WHAT YOU NEED TO DO: Rewrite the entries below with "localizes" replaced by "locates" everywhere it appears, leaving everything else the same.

STORED DATA:
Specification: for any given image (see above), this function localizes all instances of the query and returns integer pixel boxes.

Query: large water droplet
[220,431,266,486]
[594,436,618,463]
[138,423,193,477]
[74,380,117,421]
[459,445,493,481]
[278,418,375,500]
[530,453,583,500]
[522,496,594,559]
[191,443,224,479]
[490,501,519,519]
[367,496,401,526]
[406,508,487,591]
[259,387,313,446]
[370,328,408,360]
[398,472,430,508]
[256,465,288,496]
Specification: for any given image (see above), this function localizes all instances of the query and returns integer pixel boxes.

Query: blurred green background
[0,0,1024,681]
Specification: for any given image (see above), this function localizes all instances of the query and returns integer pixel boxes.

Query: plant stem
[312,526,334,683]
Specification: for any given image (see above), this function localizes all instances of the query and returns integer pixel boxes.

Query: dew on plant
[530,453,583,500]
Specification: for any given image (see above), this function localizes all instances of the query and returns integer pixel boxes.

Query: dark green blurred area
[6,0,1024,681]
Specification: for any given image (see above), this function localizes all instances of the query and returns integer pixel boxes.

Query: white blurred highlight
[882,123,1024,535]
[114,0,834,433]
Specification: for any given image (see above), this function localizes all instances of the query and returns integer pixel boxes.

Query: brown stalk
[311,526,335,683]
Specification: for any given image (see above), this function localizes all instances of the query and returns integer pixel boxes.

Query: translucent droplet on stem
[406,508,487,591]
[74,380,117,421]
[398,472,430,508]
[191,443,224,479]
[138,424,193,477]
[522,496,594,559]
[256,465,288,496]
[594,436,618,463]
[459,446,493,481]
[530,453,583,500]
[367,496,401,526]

RESPONSE:
Specification: for any given image (see above), this function locates all instances of the query and returns integer pixel boxes.

Query: large water droplet
[220,431,266,486]
[594,436,618,463]
[138,423,193,477]
[74,380,117,421]
[459,445,493,481]
[278,418,375,500]
[530,453,583,500]
[522,496,594,559]
[191,443,224,479]
[490,501,519,519]
[367,496,401,526]
[406,508,487,591]
[259,387,313,446]
[370,328,408,360]
[398,472,430,508]
[256,465,288,496]
Specification: for any given image (see above), this function locates all instances of the query and returns integer pixel boxes.

Query: blurred green background
[0,0,1024,681]
Specification: for any given image (see above), this function locates all instances of the query and returns integer pixel boxes.

Query: plant stem
[312,526,334,683]
Specification: for any given image (see above), this function locates all instances of the query and returns integer pixel boxes.

Query: dew on plant
[530,453,583,500]
Specification: for any given image (see above), this function locates all instances of the query and returns integer pixel boxes.

Query: dark green blurred area
[6,0,1024,681]
Specification: for any given image (see above), this function locates all instances of the query and returns integer pixel boxes.

Query: white blurred highlight
[882,123,1024,535]
[114,0,834,433]
Specification: for any given image (see above), this function locates all instances of the query and returns integer pixel boxes.

Query: brown stalk
[311,526,335,683]
Specification: for any given image (see above), this function locates all instances of the query and returns integer pixel boxes.

Query: translucent droplet on stem
[406,508,487,591]
[74,380,117,421]
[398,472,430,508]
[191,443,224,479]
[138,424,193,477]
[522,496,594,559]
[256,465,288,496]
[594,436,618,463]
[459,446,493,481]
[530,453,583,500]
[367,496,401,526]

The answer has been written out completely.